Задание 1
Оформите как CSV с двумя столбцами, «запрос» и «ответ», только часть листинга, которая начинается строкой, содержащей «Return the mask of every instance of the dog's ear.», и заканчивается строкой, содержащей «[[[38,18],[38,13],[33,12],[33,15]]]», включая обе эти строки. Каждой паре запроса и ответа отведите одну строку, каждое значение поместите в одно поле в кавычках, а переводы строк замените пробелами.

Выбранный фрагмент
----------
Это ощущение – оно не уходит. Оно врастает в спину, в походку, в голос. Ты входишь в комнату и уже заранее просчитываешь: насколько громко ты говоришь, не слишком ли ты близко стоишь, не мешаешь ли чьим-то ожиданиям. Ты уже не ребёнок. Но в тебе живёт девочка, которая боится быть лишней.



Иногда я вспоминаю один эпизод. Мне было лет семь. Я принесла из школы рисунок. Там был дом – корявый, с заваленной крышей и кривыми окнами. Но я рисовала его долго, старалась. И когда протянула маме, она даже не посмотрела. Просто сказала: «Опять фигнёй страдаешь». И всё. Я помню, как окаменело внутри. Я не расплакалась. Просто больше не рисовала.



Вот так и учишься жить: не быть помехой. Не лезть с собой. Не ждать. Особенно – не ждать. Потому что ждать – это боль. А если ничего не ждёшь, то, может быть, и не так больно.



Но это ложь. Потому что ждать не перестаёшь. Просто глубже прячешь это ожидание. И когда кто-то появляется рядом – вдруг начинается голод. Как будто вся ты – это жажда быть замеченной. Услышанной. Принятой. И снова начинаешь делать всё, чтобы тебя выбрали. И снова не выбирают. Потому что ты сама себя не выбираешь. Ты всё ещё живёшь по чужому сценарию. Всё ещё надеешься, что в чьих-то глазах появится то, чего не было в детстве: тепло, направленное именно на тебя.
----------
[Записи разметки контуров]

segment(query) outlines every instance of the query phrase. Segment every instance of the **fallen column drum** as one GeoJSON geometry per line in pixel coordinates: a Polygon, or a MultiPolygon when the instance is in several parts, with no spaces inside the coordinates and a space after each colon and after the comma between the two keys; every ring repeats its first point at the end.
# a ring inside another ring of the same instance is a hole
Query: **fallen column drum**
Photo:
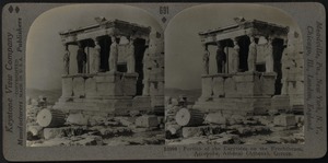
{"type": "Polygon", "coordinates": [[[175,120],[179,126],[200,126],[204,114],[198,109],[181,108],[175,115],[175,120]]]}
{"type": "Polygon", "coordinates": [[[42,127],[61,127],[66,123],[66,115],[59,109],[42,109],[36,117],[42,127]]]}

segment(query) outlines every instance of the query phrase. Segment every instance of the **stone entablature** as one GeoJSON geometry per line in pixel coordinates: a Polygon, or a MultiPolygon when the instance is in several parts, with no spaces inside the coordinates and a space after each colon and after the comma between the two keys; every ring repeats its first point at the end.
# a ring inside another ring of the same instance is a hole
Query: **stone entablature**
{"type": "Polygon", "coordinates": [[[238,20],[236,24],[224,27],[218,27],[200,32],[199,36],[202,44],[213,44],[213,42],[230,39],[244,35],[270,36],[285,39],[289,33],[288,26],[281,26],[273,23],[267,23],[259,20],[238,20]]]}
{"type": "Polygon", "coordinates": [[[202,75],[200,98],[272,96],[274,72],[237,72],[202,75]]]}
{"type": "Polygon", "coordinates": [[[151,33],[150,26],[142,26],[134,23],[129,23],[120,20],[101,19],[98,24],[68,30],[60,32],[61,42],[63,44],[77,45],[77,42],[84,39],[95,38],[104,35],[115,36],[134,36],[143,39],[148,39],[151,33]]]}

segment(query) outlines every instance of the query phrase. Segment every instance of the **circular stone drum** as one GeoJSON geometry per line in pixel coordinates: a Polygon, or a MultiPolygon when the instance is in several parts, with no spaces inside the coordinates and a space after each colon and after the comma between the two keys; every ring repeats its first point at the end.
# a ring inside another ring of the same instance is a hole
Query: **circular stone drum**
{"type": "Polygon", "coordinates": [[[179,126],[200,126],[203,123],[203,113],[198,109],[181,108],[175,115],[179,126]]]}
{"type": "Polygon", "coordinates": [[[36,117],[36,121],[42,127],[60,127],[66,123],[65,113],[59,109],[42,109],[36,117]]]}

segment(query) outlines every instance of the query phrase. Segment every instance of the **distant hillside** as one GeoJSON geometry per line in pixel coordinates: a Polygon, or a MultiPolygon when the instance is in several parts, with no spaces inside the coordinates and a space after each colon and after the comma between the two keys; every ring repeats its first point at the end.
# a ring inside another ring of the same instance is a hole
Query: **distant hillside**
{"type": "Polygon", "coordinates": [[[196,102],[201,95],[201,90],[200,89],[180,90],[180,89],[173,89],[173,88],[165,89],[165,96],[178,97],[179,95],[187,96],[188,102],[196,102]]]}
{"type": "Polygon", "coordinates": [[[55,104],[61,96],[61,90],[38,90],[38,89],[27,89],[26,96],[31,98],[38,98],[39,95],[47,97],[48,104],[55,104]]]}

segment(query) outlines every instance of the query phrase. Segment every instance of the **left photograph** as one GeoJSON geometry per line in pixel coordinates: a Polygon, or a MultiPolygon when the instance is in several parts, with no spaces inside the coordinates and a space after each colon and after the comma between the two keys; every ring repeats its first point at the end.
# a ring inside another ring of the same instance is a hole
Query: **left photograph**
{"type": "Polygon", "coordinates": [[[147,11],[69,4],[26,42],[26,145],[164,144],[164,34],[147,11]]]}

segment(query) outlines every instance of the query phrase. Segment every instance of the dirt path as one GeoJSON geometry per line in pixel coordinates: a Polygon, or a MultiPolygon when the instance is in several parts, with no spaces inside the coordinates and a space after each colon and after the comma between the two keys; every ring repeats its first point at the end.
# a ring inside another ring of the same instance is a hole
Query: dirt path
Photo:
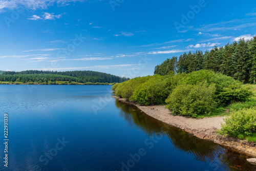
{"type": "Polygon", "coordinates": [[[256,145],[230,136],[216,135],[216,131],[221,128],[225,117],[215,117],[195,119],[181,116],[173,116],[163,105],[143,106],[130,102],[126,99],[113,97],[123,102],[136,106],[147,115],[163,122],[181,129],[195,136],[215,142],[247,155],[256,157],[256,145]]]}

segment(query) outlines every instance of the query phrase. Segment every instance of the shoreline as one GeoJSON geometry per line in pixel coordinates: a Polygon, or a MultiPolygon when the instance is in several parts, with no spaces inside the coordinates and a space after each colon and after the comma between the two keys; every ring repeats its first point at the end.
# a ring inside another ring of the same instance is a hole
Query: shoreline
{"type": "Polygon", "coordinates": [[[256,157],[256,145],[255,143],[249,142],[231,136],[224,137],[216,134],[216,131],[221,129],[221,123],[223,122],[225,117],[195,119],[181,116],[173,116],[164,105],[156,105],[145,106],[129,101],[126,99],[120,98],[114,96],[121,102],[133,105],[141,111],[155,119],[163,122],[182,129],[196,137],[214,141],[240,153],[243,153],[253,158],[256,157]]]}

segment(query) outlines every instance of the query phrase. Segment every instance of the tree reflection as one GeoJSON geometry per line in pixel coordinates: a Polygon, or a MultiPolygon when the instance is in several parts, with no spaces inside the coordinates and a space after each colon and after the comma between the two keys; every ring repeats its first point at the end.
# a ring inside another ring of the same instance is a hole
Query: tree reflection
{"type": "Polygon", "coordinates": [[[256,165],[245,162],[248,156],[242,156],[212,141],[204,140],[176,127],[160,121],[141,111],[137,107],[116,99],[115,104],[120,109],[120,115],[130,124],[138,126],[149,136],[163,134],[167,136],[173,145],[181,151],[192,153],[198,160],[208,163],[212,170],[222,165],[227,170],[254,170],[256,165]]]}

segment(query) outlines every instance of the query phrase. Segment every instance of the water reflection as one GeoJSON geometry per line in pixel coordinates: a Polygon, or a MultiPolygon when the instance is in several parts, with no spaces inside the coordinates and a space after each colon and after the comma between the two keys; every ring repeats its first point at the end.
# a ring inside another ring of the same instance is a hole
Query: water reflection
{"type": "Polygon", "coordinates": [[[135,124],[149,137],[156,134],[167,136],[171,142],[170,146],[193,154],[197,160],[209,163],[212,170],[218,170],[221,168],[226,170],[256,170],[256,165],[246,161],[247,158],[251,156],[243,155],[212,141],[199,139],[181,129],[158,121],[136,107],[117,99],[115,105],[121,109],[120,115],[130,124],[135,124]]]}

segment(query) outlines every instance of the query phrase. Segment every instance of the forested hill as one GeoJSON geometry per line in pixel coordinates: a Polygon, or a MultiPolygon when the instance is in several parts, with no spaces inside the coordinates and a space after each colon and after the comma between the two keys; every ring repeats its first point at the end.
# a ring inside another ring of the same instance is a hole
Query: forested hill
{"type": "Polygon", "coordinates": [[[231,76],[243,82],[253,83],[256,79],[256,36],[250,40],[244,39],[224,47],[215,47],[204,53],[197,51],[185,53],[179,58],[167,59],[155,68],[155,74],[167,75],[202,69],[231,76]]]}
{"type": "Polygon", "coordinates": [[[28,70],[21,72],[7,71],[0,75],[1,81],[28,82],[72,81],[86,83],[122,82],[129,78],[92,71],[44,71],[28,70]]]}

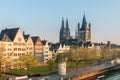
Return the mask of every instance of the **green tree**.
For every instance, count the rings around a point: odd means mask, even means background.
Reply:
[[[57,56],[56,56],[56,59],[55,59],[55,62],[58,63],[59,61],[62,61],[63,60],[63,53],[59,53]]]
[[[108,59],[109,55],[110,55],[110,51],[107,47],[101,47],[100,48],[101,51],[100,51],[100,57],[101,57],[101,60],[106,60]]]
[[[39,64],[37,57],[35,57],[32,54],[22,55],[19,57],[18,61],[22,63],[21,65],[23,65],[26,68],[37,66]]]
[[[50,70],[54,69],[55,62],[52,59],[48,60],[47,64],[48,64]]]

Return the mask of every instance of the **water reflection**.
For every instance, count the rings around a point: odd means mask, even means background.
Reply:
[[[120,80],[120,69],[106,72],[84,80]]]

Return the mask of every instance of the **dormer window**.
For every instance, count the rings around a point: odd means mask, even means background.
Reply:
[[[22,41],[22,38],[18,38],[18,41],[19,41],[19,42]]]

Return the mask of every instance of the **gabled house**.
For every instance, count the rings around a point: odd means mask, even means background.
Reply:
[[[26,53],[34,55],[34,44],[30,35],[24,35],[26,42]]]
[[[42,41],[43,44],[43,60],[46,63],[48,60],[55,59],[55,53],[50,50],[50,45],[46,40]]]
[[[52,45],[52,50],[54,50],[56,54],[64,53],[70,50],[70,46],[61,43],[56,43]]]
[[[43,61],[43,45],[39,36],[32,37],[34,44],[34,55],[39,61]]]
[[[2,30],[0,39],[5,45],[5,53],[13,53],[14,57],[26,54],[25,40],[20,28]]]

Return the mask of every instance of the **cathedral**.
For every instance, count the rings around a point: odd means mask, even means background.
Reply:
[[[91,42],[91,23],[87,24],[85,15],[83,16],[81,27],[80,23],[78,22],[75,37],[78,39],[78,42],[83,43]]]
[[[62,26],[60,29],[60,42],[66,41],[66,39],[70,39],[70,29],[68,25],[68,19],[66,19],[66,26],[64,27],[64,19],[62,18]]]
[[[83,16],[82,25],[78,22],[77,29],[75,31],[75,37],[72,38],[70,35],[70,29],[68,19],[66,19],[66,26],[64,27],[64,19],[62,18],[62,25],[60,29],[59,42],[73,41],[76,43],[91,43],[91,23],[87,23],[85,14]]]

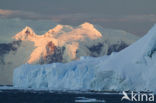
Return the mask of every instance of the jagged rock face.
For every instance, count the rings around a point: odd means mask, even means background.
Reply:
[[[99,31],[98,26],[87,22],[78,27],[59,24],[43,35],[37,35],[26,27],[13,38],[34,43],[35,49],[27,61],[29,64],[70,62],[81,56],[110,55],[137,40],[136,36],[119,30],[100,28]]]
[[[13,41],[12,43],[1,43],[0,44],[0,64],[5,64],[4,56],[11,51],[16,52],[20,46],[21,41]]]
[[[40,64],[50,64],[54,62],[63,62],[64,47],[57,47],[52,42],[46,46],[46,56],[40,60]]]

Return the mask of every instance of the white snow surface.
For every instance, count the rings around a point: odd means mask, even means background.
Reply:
----------
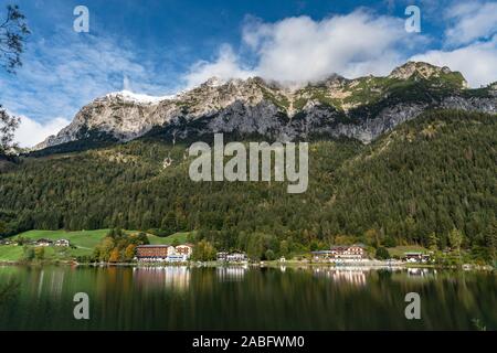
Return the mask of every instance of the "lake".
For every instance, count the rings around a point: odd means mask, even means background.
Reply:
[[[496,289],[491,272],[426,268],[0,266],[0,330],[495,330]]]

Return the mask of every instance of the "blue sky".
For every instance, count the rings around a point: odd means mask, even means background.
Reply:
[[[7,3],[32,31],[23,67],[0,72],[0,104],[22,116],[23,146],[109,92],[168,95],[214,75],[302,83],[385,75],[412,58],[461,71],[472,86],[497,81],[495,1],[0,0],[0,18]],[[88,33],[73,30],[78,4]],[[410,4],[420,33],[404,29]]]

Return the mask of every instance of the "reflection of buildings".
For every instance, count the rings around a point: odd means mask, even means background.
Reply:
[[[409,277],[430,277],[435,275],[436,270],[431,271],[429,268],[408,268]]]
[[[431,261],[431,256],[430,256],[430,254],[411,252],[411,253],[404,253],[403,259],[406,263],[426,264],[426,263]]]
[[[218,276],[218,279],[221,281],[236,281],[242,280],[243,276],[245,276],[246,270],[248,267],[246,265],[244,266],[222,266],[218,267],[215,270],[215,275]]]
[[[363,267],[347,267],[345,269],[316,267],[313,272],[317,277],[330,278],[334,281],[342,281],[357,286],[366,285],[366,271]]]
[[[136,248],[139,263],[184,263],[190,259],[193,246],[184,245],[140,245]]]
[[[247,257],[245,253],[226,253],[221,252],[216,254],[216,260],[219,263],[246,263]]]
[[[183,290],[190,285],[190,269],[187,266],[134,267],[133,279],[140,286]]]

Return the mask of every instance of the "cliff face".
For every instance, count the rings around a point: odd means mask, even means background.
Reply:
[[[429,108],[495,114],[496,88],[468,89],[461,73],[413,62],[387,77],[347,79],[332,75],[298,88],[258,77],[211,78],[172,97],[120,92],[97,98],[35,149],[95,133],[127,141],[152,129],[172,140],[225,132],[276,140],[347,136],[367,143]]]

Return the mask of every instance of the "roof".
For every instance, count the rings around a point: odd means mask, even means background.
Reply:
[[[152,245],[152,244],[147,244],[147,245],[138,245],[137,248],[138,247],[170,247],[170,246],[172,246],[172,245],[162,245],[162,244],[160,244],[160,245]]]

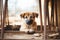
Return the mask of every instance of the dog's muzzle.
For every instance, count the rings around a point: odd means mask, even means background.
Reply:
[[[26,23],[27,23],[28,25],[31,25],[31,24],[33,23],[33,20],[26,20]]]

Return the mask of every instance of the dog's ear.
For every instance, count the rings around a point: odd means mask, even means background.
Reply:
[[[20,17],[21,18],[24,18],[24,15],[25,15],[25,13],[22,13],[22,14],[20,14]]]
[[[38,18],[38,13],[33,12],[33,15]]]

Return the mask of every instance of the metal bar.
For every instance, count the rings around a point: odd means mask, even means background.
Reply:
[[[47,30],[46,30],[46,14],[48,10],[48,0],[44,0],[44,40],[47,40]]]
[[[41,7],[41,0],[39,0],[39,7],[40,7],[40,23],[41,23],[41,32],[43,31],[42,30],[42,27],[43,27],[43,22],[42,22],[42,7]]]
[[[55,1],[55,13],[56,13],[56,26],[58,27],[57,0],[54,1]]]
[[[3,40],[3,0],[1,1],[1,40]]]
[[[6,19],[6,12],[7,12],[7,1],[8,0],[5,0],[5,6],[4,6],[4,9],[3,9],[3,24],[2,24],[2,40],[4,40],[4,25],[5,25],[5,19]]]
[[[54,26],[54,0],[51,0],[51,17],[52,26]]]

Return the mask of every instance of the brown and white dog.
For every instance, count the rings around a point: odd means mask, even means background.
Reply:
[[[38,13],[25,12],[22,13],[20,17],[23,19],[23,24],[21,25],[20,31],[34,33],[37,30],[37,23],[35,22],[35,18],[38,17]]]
----------
Задание 2
Продолжите текст о детском страхе быть лишней, начав сразу после его последнего предложения.

Ответ на задание 1
запрос,ответ
"Return the mask of every instance of the dog's ear. For every instance, count the rings around a point: odd means mask, even means background. Reply:","[[[20,17],[21,18],[24,18],[24,15],[25,15],[25,13],[22,13],[22,14],[20,14]]] [[[38,18],[38,13],[33,12],[33,15]]]"

Ответ на задание 2
Я долго винила себя. Думала, что это слабость. Что я инфантильна, недоработана, недолюблена – и в этом моя вина. А потом стала смотреть иначе. Не глазами взрослой, которая требует от себя совершенства. А глазами той девочки. Маленькой, испуганной, но такой живой. Она хотела одного – быть нужной. Не за что-то. Не потому что. А просто.



И когда я стала учиться быть рядом с ней – не с позиции воспитателя, а с позиции равной – многое изменилось. Я перестала гнаться за вниманием. Перестала становиться лучше, чем я есть. Перестала пытаться доказать, что достойна. Просто осталась. С собой. Со своей реальностью. Со своей историей.



Выбирать себя – это не про эгоизм. Это про то, чтобы не предавать себя снова. Не становиться той, кто снова говорит: «Ты лишняя. Ты мешаешь. Ты не та». Мы не обязаны быть сильными всё время. Мы не обязаны быть мудрыми, просветлёнными, удобными. Мы имеем право быть.



Я не говорю, что теперь мне легко. Иногда я всё ещё хочу быть услышанной. Иногда голос из прошлого шепчет: «Ты перебарщиваешь». Иногда я сжимаюсь, когда кто-то отвергает. Но теперь я знаю: это не провал. Это старая память. Это тело, которое помнит, каково это – когда тебя не выбирали. И я просто дышу. Не бегу. Не стараюсь заслужить. Просто дышу – рядом с этой памятью. Как с тенью. Не гоню её. Не отрицаю. Просто остаюсь.



Иногда мне хочется сесть напротив себя той – маленькой – и сказать ей то, чего не сказали тогда:



«Я выбрала тебя. Ты – не ошибка. Ты – не обуза. Ты – не помеха. Я вижу тебя. Я слышу. Я не уйду».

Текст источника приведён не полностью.